◆ **Your task**
Using the entries below, output exactly the lines from the one containing "[mark] child's shorts" through the final line, both included, and no others.

◆ **Recorded information**

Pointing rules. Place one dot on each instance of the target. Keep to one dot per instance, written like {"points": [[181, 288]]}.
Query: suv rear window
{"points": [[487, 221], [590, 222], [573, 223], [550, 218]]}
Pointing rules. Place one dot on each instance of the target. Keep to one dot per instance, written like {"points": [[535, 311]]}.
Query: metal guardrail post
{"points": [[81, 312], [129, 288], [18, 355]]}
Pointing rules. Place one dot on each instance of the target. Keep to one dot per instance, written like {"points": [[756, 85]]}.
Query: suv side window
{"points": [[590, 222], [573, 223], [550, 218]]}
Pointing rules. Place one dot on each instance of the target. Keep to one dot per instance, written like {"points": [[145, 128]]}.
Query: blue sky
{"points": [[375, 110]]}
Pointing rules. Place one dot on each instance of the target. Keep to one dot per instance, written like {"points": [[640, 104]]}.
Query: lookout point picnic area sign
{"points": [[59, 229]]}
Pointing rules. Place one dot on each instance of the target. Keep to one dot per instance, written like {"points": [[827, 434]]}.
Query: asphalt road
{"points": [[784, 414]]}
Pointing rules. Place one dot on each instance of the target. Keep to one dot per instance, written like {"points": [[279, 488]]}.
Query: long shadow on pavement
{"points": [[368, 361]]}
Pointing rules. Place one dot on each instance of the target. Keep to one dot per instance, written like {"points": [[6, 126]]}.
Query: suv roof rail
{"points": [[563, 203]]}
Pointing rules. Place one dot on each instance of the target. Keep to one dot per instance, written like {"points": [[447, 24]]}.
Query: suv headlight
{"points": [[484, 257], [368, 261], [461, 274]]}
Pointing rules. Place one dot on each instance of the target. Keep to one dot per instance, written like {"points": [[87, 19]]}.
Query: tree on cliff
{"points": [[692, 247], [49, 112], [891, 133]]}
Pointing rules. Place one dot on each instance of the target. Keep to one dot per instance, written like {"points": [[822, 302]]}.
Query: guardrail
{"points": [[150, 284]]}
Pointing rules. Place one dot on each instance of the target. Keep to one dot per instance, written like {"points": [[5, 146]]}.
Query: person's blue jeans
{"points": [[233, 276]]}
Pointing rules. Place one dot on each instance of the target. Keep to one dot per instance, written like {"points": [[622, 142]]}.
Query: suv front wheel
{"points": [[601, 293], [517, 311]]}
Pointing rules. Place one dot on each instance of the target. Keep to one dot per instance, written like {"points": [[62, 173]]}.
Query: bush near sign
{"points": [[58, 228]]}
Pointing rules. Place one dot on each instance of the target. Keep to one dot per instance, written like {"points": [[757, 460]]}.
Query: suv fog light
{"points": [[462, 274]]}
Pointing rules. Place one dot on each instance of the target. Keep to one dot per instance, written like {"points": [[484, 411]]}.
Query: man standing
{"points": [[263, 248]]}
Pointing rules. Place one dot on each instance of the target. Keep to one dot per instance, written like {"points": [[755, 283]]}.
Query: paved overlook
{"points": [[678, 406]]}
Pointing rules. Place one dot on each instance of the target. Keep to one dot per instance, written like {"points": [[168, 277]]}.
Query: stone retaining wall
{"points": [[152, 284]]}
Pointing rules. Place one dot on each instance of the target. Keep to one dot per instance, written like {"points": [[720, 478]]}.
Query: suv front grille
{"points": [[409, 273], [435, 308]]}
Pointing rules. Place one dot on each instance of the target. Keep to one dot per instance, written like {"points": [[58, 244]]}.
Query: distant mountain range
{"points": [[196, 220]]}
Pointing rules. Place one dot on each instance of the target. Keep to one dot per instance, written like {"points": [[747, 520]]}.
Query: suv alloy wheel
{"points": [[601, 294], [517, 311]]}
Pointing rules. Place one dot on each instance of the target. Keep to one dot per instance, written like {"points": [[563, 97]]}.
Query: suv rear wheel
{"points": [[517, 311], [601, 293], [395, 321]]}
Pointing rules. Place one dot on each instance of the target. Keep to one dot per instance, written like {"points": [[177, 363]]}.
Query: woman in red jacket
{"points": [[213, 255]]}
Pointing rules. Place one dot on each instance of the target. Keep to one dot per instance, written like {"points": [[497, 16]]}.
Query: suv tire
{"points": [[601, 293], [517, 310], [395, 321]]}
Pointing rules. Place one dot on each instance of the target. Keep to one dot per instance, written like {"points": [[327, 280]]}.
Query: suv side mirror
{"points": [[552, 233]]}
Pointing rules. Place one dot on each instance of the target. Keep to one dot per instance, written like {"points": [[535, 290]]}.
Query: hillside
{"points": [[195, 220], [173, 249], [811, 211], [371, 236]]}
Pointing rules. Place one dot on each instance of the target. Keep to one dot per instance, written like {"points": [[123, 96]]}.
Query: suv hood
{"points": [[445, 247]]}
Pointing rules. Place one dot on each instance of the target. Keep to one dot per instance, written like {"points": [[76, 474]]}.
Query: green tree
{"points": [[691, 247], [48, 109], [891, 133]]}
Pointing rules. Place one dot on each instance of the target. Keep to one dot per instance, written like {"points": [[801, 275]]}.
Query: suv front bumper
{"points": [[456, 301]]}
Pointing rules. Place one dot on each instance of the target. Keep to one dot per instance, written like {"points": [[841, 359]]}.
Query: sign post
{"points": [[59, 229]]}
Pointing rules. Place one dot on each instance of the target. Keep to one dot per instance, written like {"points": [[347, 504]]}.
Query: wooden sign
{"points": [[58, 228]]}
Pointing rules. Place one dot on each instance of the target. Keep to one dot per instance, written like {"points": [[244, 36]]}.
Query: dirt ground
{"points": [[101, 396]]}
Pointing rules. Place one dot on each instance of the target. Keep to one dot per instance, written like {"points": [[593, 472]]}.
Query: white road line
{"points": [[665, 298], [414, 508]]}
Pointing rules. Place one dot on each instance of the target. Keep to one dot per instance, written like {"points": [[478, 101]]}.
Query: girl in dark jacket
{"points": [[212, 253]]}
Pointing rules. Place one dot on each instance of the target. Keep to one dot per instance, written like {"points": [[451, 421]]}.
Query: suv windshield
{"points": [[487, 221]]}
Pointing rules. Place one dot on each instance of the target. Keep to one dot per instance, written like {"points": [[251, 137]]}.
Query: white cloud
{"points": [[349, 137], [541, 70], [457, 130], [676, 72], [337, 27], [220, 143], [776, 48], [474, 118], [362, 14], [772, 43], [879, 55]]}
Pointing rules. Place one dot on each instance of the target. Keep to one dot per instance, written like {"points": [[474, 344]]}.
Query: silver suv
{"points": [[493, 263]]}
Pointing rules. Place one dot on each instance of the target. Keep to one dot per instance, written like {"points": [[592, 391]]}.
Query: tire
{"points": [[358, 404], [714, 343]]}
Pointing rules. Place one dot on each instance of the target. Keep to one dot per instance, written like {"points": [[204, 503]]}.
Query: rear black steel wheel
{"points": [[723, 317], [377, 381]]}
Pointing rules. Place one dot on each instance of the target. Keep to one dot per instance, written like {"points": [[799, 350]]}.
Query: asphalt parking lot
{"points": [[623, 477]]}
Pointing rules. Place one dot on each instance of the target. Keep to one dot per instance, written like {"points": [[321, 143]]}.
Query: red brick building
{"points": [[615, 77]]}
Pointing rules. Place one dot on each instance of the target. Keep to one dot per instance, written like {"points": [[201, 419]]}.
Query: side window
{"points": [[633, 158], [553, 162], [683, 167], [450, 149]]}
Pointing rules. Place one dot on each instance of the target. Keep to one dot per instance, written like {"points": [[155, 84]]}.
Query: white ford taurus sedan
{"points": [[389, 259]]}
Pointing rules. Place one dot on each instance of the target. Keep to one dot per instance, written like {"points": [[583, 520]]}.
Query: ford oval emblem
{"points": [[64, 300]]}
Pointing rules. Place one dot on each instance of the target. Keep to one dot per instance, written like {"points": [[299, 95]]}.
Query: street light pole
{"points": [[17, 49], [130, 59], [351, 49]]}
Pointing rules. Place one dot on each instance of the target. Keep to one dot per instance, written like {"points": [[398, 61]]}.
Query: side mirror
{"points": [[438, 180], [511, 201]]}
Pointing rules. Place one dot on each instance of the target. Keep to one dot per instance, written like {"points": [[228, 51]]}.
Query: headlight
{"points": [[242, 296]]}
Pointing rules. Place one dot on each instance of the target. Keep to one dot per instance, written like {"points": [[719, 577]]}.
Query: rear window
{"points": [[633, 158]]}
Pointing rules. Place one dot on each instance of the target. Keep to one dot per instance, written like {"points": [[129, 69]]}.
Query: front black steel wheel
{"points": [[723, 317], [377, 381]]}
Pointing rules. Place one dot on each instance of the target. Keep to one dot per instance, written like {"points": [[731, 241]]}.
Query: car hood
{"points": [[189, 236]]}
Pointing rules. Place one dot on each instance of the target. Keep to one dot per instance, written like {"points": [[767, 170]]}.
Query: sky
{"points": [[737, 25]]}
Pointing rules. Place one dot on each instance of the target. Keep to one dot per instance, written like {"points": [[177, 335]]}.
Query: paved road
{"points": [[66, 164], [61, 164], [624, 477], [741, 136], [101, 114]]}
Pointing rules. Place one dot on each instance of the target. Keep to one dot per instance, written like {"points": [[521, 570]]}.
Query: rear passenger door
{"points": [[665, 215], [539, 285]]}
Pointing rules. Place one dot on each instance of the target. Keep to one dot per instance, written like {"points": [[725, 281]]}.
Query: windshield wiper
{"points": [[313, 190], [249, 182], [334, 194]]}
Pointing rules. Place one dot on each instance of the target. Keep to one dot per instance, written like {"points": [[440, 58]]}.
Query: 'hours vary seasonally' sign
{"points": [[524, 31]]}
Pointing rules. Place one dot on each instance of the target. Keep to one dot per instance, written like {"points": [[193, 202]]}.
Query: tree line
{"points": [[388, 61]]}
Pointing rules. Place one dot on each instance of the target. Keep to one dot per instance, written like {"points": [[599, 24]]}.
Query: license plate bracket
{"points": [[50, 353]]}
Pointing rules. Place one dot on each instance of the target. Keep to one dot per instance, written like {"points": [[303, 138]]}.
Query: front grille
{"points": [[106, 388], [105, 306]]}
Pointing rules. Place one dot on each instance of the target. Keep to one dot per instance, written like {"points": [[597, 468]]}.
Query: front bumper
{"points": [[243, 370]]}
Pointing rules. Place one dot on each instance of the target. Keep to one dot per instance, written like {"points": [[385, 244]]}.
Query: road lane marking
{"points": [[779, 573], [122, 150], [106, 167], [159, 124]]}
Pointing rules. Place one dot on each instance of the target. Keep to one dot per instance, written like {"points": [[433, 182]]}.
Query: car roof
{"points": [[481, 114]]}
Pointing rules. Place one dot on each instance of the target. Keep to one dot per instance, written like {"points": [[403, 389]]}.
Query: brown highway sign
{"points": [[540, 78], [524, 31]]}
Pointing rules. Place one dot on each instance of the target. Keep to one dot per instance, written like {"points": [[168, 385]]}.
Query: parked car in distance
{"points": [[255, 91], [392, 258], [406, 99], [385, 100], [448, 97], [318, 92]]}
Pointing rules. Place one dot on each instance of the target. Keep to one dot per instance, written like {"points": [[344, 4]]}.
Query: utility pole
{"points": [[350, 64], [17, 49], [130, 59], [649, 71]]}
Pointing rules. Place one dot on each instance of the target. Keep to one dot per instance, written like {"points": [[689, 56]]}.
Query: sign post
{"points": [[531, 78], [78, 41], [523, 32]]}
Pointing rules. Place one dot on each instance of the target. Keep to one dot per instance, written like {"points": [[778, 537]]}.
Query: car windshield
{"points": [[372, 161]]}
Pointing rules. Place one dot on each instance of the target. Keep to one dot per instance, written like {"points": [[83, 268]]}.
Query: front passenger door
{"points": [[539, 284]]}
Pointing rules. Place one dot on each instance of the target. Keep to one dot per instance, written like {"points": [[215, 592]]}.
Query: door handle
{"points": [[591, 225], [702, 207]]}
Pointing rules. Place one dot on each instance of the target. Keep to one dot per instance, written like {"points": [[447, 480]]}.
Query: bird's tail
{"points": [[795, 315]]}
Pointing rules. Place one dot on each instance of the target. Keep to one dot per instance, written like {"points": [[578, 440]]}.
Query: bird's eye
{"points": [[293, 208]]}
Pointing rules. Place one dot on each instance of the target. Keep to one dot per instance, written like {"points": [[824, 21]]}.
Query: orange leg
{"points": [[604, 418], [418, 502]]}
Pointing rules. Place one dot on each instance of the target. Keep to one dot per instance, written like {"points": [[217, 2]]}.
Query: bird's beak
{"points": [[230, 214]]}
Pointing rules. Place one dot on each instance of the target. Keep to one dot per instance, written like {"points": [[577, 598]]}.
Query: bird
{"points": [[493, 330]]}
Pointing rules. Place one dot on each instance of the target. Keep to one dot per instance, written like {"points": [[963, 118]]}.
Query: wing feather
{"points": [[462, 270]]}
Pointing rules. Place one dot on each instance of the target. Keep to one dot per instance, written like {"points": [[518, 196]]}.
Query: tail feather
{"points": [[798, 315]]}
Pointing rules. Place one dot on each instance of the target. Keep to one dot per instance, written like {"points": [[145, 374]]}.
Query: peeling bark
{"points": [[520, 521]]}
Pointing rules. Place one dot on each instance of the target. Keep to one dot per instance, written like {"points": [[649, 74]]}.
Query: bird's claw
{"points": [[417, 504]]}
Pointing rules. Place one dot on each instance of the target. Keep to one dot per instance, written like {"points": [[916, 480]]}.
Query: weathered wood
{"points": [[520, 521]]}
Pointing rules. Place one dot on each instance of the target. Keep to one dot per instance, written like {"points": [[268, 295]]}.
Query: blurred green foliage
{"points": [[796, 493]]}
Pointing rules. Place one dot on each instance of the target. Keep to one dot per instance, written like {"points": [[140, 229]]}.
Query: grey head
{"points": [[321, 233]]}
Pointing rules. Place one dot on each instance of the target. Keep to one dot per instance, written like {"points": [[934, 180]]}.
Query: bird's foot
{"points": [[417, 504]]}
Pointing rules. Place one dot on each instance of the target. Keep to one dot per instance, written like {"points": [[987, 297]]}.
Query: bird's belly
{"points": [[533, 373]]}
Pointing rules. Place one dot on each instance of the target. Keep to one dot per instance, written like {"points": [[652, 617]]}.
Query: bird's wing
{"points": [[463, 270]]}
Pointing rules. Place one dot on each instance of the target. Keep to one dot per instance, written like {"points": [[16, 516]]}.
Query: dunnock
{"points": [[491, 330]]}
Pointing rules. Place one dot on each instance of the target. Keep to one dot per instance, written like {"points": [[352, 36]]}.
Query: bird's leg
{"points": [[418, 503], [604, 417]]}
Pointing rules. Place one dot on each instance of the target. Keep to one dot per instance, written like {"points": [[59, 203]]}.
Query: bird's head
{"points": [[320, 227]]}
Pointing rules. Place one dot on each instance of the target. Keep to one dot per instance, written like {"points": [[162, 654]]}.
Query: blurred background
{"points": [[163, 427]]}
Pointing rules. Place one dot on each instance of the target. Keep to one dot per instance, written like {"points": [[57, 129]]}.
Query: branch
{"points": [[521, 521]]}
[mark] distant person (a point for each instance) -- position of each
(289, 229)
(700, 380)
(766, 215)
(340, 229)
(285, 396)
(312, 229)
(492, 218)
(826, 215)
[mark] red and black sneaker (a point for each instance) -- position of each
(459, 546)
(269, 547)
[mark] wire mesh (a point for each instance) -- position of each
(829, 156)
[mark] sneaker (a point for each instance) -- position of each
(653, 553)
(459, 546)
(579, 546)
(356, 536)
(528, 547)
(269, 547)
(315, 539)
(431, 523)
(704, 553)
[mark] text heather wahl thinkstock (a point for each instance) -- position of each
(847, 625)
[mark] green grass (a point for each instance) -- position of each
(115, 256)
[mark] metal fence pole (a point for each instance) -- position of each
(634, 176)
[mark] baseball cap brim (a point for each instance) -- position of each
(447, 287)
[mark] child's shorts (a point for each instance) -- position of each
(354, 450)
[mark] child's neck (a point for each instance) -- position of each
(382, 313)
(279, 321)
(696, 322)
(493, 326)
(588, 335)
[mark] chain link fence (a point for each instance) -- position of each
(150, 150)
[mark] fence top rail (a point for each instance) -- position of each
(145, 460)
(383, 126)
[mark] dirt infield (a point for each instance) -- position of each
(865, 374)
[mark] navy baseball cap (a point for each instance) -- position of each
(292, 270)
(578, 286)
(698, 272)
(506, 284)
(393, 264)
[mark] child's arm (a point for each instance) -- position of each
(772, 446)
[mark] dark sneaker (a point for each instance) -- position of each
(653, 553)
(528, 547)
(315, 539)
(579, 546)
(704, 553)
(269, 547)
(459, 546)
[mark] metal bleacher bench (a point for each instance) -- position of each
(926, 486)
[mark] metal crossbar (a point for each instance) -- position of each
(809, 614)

◆ **Output for this task**
[mark] child's shorts (a point for each instance) -- position of each
(354, 450)
[mark] child's neck (a point for each instance) -- position of each
(382, 313)
(279, 321)
(696, 322)
(493, 326)
(588, 335)
[mark] chain link fence (a point for each instance) -- position of each
(150, 150)
[mark] fence top rail (a point for each instance) -- position of each
(145, 460)
(383, 126)
[mark] dirt infield (a point for each instance) -- position of each
(865, 374)
[mark] navy baseball cap (a point for each instance) -- position of each
(292, 270)
(578, 286)
(698, 272)
(506, 284)
(393, 264)
[mark] child's arm (a point for each instance) -- position of each
(772, 446)
[mark] dark sneaker (a point for each instance) -- position of each
(653, 553)
(528, 547)
(315, 539)
(579, 546)
(704, 553)
(269, 547)
(459, 546)
[mark] metal bleacher bench (a point for each instance) -- position of each
(926, 486)
[mark] metal crossbar (a point for each instance) -- position of each
(809, 614)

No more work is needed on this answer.